● **WHAT TO WORK ON**
In the book-summary page, why does the lexRank call set n = 5 and run separately for each section's text?

● **PASSAGE**
----------------

Summarise Information in a Book

Summarise the Top 5 Setences by Section in Homo Deus
NLP
Author

Luke Heley

Published

May 30, 2023

Load the Raw Data using PDFTOOLS

Code
raw <- pdftools::pdf_text("homo_deus_chapter_1.pdf")

Extract the Manuscript

Code
manuscript <- paste(raw, collapse = "")

Split the manuscript into section heading and text.

Code
section_text <- dplyr::tibble(manuscript) |> 
  dplyr::mutate(section = stringr::str_split(manuscript, "\n\n\n")) |> 
  tidyr::unnest(cols = "section") |> 
  dplyr::select(-manuscript) |> 
  dplyr::filter(!stringr::str_detect(section, "\n\n")) |> 
  dplyr::slice(3:dplyr::n()) |> 
  dplyr::mutate(section = stringr::str_trim(section)) |> 
  tidyr::separate(section, c("section", "text"), "\n", extra = "merge") |> 
  dplyr::mutate(section_id = 1:dplyr::n())

Lexrankr

Code
lex_top_3 <- seq_along(section_text$text) |> 
  purrr::map_df(~{
    lexRankr::lexRank(
      section_text$text[[.x]],
      docId = .x, 
      n = 5, 
      continuous = TRUE, 
      Verbose = FALSE
    ) }) |> 
  tibble::as_tibble() |> 
  dplyr::mutate(docId = as.numeric(docId))

Results

Code
dplyr::left_join(section_text, lex_top_3, by = c("section_id" = "docId")) |> 
  dplyr::select(section_id, section, sentenceId, sentence, value) |> 
  DT::datatable(options = list(pageLength = 5))

----------------

(Excerpts of pointing data)
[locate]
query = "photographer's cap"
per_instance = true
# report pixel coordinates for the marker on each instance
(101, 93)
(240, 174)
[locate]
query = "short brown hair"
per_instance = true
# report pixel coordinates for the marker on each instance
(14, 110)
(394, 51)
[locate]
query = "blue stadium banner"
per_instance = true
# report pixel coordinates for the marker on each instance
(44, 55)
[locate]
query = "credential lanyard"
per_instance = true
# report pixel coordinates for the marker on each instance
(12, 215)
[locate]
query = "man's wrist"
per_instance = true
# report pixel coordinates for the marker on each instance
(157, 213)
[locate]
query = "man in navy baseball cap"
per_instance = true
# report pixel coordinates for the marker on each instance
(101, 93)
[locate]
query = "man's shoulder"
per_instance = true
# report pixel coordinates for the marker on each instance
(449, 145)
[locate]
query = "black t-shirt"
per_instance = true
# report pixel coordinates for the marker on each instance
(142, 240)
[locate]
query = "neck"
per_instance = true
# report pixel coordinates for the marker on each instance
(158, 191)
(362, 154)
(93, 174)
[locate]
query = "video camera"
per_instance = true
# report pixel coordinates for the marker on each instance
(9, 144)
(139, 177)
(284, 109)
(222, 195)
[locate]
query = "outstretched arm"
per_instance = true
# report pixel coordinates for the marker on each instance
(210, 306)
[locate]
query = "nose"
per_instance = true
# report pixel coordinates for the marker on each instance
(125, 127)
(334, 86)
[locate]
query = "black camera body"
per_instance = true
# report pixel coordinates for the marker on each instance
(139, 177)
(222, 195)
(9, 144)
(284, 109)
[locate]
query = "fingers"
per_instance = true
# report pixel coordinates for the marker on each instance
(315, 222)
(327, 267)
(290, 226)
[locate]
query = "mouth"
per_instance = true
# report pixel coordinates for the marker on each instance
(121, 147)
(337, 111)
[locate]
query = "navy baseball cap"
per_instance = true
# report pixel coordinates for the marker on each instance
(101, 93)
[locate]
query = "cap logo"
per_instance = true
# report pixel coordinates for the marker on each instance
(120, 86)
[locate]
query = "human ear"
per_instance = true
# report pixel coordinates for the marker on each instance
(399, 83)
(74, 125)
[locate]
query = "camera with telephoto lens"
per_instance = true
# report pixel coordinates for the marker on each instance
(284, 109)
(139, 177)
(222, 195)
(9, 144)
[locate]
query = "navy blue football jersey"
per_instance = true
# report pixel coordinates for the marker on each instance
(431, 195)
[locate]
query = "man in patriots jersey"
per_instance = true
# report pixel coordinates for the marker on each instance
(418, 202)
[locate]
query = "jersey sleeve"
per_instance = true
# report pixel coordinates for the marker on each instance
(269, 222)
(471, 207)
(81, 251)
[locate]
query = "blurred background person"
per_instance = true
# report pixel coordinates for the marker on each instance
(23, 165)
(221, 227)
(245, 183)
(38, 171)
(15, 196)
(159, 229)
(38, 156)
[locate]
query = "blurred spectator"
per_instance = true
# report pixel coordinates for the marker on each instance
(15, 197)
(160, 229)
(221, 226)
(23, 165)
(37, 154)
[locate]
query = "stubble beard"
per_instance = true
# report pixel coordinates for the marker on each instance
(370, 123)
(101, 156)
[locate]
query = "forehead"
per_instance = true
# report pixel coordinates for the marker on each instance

----------------

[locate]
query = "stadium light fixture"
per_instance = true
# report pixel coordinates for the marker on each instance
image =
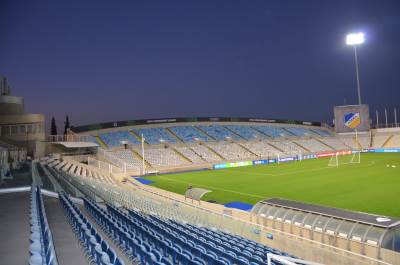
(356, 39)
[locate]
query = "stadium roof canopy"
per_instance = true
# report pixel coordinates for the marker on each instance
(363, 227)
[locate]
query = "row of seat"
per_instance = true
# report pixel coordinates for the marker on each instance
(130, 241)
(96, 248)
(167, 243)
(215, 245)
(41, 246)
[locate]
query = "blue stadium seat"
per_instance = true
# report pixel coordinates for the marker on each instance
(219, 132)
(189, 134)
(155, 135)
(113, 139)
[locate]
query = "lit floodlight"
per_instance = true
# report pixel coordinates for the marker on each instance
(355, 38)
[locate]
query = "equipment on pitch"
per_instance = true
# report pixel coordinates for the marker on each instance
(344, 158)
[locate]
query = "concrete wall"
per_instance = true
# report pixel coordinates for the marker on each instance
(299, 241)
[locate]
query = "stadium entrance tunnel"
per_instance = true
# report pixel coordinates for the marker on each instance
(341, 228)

----------------

● **EXERCISE SOLUTION**
The page's stated aim, in its subtitle, is to "Summarise the Top 5 Setences by Section in Homo Deus." The code therefore runs lexRank on each section's text in turn, with docId = .x, and uses n = 5 so that each section returns its top five sentences.